----- Page text

I finally managed to put this together from parts from everywhere! Thanks to Bruce from Wabisabi for the custom earcups and Silvian from Beautiful Audio for the ear pads.

Basically I did the same as you @schoolpizza but had it easy because my ear cups were (sort of) sized for the PCB - don't get me wrong I still had to very slowly chisel out all the holes for the connectors and buttons, and also open up the inside of the earcup very slowly and carefully with my chisel to fit the PCB, but definitely managed without power tools which makes is slightly less scary to do (though still very nervewrecking everytime I do a major amendment.

Took me a couple of weeks to do, but pretty happy with the result in the end! I would say sound wise, not too different from stock after changing the ear pads, slightly warmer but not significant. Love the look though!

Ah, apologies for the late response, I only remember to check in here periodically.

Awesome work @jeremiahl ! Those cups look great-- and that's what I should have done, order larger custom ones. Your install is a good bit cleaner than mine on the inside. Truth be told I found dealing with the tiny, fragile colored wires to be just as big a pain as the woodworking.

I got the Beautiful Audio earpads as well and they are very good, clear and crisp, though I slightly prefer the cheap knockoff G pads for some reason.

----------

** What you will do **
1: According to the headphone post, who provided the ear pads?
2: List every line of the records that contains the word "jacket", matching case exactly.
The records are unrelated to the headphone post.

----- Exercise material

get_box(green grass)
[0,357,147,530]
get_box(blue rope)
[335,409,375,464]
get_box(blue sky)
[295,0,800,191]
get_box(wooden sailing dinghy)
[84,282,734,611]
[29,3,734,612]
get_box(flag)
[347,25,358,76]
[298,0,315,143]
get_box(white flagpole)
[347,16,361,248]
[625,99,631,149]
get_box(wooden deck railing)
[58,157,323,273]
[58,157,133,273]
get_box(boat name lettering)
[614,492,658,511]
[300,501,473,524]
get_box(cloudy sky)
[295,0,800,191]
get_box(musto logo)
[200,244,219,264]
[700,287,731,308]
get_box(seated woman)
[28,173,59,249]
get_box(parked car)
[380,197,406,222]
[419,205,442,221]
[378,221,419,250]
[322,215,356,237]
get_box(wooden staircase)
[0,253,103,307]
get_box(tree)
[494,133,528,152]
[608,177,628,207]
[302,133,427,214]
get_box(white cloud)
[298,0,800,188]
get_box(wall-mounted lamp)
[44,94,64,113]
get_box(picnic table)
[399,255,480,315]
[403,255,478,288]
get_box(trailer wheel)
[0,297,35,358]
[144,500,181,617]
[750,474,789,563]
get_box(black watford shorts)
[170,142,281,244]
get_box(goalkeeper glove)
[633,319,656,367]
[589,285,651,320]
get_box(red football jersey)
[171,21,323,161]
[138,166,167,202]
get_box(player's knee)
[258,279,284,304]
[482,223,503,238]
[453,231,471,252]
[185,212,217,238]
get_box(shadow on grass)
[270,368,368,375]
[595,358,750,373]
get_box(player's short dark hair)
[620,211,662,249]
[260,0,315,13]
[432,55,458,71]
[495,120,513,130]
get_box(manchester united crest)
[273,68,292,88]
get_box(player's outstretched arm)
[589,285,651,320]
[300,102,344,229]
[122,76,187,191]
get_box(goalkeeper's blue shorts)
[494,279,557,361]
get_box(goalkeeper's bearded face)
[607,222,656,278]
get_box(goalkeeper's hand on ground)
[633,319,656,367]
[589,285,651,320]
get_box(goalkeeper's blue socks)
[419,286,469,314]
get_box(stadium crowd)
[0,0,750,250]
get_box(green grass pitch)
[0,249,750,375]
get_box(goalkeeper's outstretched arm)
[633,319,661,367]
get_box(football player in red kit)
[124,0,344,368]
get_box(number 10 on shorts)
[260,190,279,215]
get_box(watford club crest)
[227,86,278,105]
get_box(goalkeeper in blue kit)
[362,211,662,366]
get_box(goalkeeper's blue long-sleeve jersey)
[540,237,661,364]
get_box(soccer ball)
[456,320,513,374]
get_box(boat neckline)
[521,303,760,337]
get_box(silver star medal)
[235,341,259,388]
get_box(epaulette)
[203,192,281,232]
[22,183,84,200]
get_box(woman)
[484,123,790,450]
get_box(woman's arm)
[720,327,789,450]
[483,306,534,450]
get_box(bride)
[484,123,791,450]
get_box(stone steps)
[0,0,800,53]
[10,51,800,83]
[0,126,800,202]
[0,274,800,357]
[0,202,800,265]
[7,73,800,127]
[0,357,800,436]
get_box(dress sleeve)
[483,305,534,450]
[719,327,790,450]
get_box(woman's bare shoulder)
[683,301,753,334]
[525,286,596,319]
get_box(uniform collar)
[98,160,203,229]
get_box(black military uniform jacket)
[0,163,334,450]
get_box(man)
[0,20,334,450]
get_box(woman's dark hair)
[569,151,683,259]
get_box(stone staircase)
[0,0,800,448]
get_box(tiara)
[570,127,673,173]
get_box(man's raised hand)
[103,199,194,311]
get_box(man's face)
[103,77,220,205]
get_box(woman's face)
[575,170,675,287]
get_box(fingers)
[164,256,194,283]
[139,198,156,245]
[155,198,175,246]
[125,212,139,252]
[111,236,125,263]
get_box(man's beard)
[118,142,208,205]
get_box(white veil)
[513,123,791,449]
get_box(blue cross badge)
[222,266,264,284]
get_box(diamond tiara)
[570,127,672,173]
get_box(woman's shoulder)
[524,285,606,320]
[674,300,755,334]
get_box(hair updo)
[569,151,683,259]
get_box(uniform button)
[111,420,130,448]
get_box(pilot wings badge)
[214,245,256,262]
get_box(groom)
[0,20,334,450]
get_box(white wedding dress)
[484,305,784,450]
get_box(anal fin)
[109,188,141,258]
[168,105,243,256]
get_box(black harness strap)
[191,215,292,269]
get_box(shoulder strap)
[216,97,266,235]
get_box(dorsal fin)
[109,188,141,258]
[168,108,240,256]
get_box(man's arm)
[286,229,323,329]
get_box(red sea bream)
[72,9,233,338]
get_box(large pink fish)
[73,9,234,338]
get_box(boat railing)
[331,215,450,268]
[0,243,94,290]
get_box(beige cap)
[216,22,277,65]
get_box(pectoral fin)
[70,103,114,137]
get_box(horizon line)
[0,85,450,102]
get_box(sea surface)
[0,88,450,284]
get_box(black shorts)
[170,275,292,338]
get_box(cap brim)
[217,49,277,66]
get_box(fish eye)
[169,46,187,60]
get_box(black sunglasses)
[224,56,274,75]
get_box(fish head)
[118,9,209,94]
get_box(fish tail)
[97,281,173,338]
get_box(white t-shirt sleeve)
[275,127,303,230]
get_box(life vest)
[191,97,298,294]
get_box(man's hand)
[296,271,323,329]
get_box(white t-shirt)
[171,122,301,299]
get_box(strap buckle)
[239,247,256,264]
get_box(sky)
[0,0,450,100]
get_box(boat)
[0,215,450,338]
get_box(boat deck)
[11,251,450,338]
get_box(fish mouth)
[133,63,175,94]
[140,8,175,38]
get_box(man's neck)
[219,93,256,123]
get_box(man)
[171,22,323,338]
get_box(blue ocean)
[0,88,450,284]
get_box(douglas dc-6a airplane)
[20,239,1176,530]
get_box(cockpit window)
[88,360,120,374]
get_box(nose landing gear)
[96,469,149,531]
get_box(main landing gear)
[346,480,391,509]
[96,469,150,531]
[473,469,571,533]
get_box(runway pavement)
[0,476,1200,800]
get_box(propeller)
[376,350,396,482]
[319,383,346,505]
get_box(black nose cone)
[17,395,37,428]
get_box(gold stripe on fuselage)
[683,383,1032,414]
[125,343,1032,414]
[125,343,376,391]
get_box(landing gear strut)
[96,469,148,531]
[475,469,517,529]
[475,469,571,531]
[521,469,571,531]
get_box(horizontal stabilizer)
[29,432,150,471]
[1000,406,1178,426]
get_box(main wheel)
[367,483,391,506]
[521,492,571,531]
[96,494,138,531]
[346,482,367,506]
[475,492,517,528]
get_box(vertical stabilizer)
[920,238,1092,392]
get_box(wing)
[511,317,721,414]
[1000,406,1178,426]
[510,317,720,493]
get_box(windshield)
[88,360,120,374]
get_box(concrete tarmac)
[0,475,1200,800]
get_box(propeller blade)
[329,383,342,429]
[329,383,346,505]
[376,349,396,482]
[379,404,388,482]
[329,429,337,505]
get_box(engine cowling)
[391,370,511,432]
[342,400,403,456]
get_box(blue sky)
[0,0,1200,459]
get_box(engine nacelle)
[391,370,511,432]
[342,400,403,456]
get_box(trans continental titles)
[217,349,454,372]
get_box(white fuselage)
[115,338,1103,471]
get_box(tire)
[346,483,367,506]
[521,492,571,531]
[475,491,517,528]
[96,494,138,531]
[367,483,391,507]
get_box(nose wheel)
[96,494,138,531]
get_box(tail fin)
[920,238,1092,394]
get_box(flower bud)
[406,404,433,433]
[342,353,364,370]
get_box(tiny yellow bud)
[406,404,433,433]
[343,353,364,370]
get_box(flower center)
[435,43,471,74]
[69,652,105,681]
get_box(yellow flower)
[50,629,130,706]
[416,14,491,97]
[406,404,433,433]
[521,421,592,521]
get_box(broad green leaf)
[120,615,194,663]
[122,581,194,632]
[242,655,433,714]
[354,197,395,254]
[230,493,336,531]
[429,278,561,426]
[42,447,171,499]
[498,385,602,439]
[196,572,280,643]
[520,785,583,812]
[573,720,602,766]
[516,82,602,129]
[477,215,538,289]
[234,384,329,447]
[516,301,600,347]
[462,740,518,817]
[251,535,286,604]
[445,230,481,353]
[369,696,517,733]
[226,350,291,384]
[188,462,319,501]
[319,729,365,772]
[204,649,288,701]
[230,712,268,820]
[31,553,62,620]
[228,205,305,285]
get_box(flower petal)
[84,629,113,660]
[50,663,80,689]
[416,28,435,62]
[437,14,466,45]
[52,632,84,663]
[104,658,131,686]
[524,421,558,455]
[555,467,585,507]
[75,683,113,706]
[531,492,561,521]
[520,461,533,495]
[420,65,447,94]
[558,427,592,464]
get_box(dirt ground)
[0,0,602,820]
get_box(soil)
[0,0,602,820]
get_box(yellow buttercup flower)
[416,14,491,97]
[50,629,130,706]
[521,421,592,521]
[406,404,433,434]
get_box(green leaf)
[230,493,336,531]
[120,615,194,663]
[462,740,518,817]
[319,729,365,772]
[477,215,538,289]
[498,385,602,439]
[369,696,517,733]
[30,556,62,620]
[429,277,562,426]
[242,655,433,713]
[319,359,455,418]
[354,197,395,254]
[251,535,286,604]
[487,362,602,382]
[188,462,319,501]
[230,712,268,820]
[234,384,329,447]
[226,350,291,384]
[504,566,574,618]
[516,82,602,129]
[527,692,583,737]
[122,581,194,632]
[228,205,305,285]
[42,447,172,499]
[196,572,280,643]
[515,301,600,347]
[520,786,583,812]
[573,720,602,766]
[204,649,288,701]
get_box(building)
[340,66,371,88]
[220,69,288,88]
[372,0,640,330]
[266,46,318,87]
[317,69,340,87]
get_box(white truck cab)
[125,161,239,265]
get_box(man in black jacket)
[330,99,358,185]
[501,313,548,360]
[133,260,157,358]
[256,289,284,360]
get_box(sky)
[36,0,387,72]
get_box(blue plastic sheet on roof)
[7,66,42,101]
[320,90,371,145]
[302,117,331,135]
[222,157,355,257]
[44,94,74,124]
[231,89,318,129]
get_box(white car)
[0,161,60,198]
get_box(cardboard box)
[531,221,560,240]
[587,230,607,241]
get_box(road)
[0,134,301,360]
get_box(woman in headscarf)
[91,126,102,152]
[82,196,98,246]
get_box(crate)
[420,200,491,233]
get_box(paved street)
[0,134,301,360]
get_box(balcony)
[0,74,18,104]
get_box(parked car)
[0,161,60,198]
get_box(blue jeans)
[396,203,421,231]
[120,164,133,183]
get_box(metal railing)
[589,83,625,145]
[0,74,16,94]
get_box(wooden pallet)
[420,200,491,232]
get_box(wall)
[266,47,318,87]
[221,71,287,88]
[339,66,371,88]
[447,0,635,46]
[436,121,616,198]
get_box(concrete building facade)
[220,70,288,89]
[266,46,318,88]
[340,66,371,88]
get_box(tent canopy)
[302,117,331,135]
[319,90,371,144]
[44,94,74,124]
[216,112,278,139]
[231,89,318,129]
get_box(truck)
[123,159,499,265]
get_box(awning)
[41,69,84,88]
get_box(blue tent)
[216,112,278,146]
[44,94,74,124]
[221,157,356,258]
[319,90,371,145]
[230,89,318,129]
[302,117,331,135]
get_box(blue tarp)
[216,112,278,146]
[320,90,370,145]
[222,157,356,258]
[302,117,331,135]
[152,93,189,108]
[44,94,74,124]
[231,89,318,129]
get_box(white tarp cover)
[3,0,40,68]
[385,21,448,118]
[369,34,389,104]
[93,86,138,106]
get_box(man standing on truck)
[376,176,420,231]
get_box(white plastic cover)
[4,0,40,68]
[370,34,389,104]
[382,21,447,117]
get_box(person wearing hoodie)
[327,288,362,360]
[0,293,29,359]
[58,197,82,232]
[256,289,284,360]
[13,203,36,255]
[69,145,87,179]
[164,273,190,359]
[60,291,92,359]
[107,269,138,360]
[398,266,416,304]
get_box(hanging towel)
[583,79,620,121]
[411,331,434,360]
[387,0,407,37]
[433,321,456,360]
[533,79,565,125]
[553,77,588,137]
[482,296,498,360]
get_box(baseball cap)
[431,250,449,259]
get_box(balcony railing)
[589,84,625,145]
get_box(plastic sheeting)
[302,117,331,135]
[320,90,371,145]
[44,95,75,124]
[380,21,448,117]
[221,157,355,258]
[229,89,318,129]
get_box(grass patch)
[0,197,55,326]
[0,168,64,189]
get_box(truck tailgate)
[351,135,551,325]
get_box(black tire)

----------

** Responses to the tasks **
1: Silvian from Beautiful Audio.

2:
get_box(black military uniform jacket)
get_box(man in black jacket)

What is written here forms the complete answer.